— What the task asks —
In the data that follows, find the line with "Practice step: put a point on each instance of the two-story"; transcribe it, every later line up to the one with "Target: two-story house", and that line as well, exactly and with no others.

— Exercise data —
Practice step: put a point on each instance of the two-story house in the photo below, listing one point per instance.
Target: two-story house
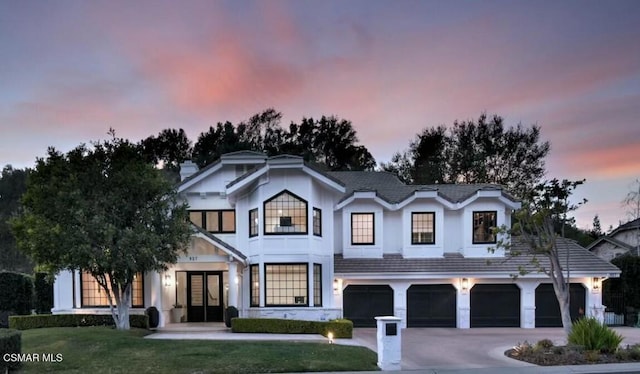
==
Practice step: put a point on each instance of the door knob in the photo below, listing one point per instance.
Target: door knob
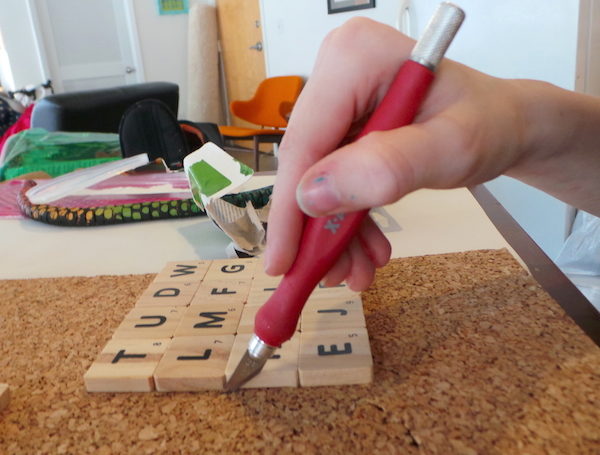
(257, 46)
* * *
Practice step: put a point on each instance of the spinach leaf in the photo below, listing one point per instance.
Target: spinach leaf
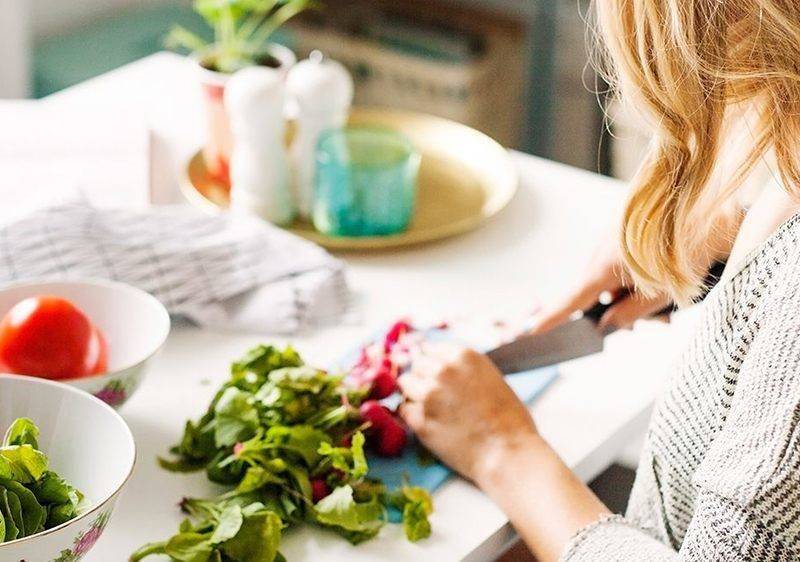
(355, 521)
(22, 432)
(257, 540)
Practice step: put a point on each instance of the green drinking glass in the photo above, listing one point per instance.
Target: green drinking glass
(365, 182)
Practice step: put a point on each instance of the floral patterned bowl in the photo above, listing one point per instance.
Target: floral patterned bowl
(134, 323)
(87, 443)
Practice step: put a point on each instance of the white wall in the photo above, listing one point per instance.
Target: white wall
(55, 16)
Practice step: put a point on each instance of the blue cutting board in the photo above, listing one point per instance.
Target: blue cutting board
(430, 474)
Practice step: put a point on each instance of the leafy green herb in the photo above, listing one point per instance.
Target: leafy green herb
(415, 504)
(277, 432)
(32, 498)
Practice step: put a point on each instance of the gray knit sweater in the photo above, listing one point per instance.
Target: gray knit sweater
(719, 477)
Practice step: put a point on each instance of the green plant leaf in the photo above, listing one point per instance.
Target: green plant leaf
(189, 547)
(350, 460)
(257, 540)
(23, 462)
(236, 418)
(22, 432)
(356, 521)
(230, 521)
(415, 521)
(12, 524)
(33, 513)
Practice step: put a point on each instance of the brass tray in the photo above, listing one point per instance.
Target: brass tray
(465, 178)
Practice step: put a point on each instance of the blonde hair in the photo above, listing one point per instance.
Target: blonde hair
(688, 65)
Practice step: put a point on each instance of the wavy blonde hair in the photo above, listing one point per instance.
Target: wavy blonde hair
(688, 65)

— Answer to the problem —
Practice step: put a point on each instance of the two-story house in the photo below, listing one point per instance.
Target: two-story house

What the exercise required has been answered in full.